### Extracted text
┄┄┄┄┄┄┄┄┄┄┄┄┄┄┄┄┄┄┄┄

Affect and Assemblages as Development Indicators

An effort is made towards writing the immaterial and intangible coordinates of gendered sociality and connectivity into narratives of gender and development that conventionally operate on premises of quantitativeness and measurability within discourses of developmental economics. The question of whether gendered desire can be used as an index to interrogate development paradigms has been raised. Further, the shifts in sociocultural landscapes amidst a digital media revolution that has made possible new kinds of affordances around gendered, affective and networked publics has been addressed and a tentative theoretical investigation into possibilities of bringing an affective modality into developmental matrices is presented.

┄┄┄┄┄┄┄┄┄┄┄┄┄┄┄┄┄┄┄┄

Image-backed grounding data
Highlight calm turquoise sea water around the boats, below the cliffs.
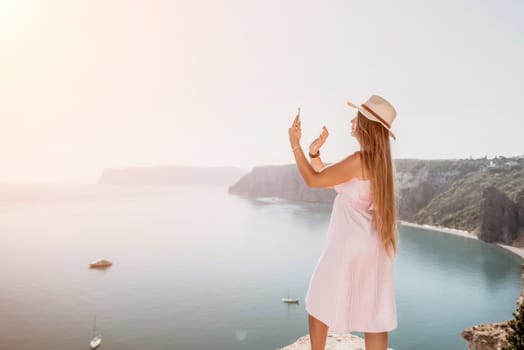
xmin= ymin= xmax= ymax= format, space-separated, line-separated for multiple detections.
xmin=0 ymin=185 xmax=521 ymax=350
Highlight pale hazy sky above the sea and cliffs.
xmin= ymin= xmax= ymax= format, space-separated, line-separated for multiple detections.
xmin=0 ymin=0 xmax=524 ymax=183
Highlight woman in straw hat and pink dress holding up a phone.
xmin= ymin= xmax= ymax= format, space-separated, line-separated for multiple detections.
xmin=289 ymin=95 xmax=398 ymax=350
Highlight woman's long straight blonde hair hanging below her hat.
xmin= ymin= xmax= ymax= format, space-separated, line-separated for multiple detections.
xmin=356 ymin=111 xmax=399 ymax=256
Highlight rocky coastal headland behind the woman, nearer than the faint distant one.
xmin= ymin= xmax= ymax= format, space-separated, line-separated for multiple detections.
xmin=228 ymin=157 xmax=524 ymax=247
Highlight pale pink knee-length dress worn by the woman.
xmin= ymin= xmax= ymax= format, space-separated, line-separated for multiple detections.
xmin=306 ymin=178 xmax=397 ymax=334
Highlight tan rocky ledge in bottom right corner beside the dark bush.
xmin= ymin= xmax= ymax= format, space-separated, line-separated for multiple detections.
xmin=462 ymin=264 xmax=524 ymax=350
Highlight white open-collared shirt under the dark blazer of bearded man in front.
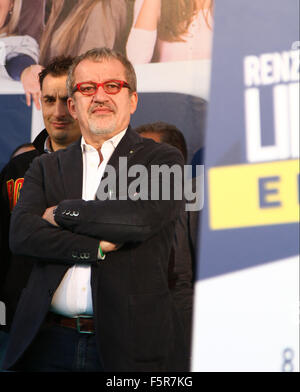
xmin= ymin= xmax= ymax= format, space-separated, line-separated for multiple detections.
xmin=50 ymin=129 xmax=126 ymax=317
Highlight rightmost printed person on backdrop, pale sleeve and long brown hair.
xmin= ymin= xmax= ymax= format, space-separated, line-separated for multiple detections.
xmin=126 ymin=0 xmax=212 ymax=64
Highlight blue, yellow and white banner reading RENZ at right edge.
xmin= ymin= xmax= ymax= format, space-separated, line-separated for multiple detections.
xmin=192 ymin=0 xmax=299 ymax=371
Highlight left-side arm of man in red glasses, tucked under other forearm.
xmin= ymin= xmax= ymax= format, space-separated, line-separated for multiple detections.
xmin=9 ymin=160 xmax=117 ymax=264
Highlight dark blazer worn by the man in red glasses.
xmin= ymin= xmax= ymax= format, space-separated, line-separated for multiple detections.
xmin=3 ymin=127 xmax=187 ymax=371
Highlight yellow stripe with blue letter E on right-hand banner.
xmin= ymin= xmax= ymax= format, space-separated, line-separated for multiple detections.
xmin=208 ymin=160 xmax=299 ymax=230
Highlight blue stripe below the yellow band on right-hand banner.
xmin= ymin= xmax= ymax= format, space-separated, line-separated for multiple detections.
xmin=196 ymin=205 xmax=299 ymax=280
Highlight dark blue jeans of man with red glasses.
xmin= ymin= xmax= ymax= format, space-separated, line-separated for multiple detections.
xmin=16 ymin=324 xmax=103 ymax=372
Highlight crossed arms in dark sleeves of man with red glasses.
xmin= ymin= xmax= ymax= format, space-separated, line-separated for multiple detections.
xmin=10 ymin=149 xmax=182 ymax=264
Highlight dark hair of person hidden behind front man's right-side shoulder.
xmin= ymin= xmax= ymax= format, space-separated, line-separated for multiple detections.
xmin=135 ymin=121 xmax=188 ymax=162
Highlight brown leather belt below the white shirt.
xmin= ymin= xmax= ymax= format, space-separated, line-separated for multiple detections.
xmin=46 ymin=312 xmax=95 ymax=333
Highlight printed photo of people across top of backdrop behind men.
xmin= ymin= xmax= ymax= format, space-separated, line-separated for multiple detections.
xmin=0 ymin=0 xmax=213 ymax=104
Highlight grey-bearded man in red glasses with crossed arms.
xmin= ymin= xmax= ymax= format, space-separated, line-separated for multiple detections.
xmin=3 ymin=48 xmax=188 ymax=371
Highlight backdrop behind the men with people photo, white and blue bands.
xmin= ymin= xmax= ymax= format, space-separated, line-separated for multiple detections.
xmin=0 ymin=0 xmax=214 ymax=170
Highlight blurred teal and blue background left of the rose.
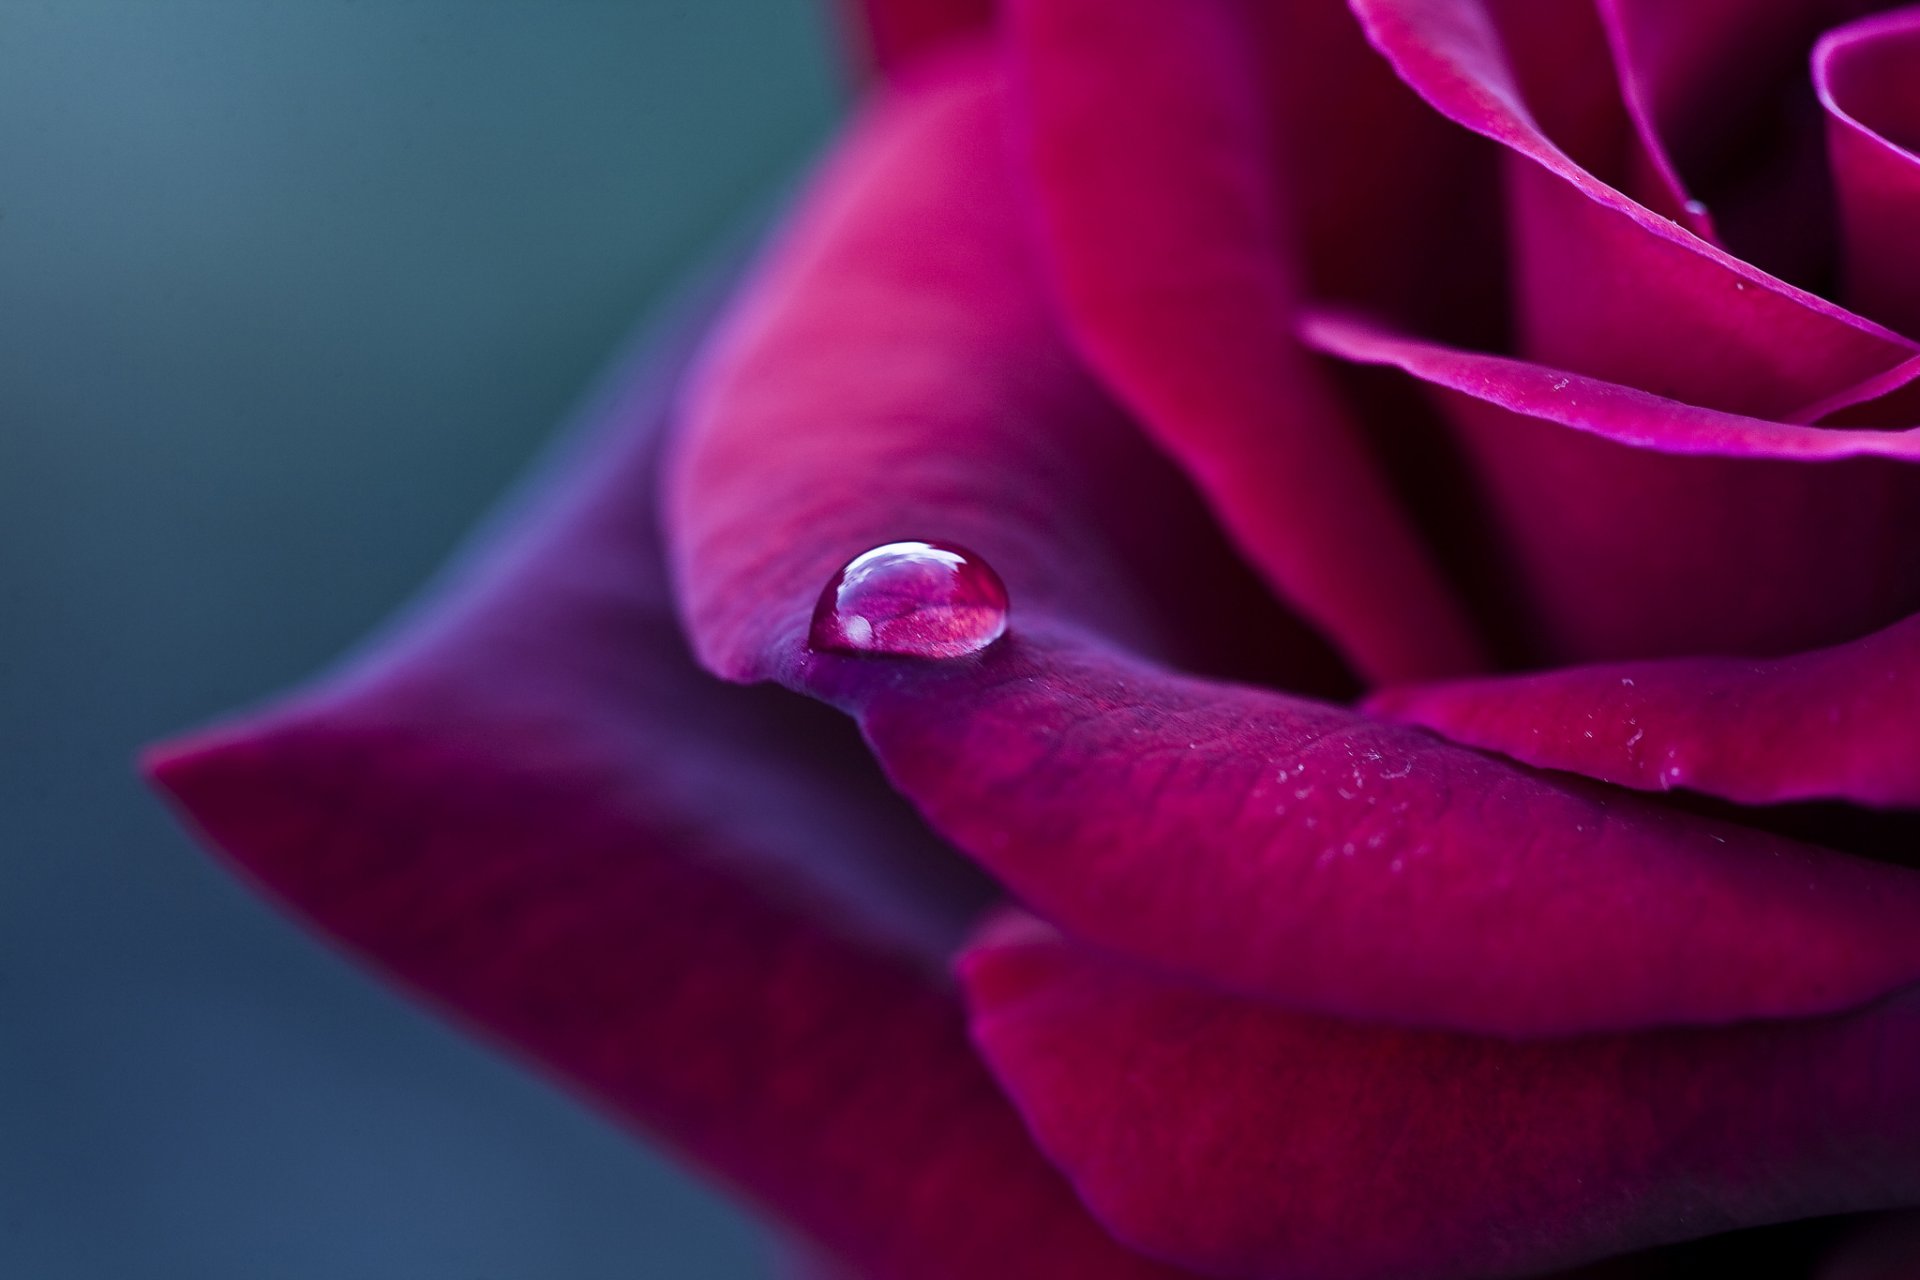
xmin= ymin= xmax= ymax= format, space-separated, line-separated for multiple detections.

┄┄┄┄┄┄┄┄┄┄┄┄┄┄┄┄┄┄┄┄

### What to work on
1. Can you reproduce word for word the stretch of the abstract on affect and gender development from "Affect and Assemblages" through "matrices is presented."?
2. How would the abstract on affect and gender development go on? Continue it from the point where it stops.

### Responses for each task
1.
Affect and Assemblages as Development Indicators

An effort is made towards writing the immaterial and intangible coordinates of gendered sociality and connectivity into narratives of gender and development that conventionally operate on premises of quantitativeness and measurability within discourses of developmental economics. The question of whether gendered desire can be used as an index to interrogate development paradigms has been raised. Further, the shifts in sociocultural landscapes amidst a digital media revolution that has made possible new kinds of affordances around gendered, affective and networked publics has been addressed and a tentative theoretical investigation into possibilities of bringing an affective modality into developmental matrices is presented.

2.
The shrinking of time and space vis-à-vis globalisation marks a state of affairs where women’s movements in Kerala manifest influences of global feminist movements, new medialities, media convergences and new kinds of agencies, made possible by networked societies. The structural changes effected by the digital open up new modalities through which it becomes possible for individuals to write their voices and feelings in digitally mediated spaces. While these mediated spaces are not devoid of structures of domination, they also render possible tentative assemblages and dissenting collectives through horizontal flows. Thus, such emergent fields modify the habitus of gender, destabilising habitual dispositions with new experiences and reflexivities, bringing about a radical shift in focus from technologies of domination to technologies of self. Thus, marginalised people are able to write their selves and protests, which make them fundamentally different from the earlier dissenting publics where alliances predominantly used to be impelled by a leader or a group.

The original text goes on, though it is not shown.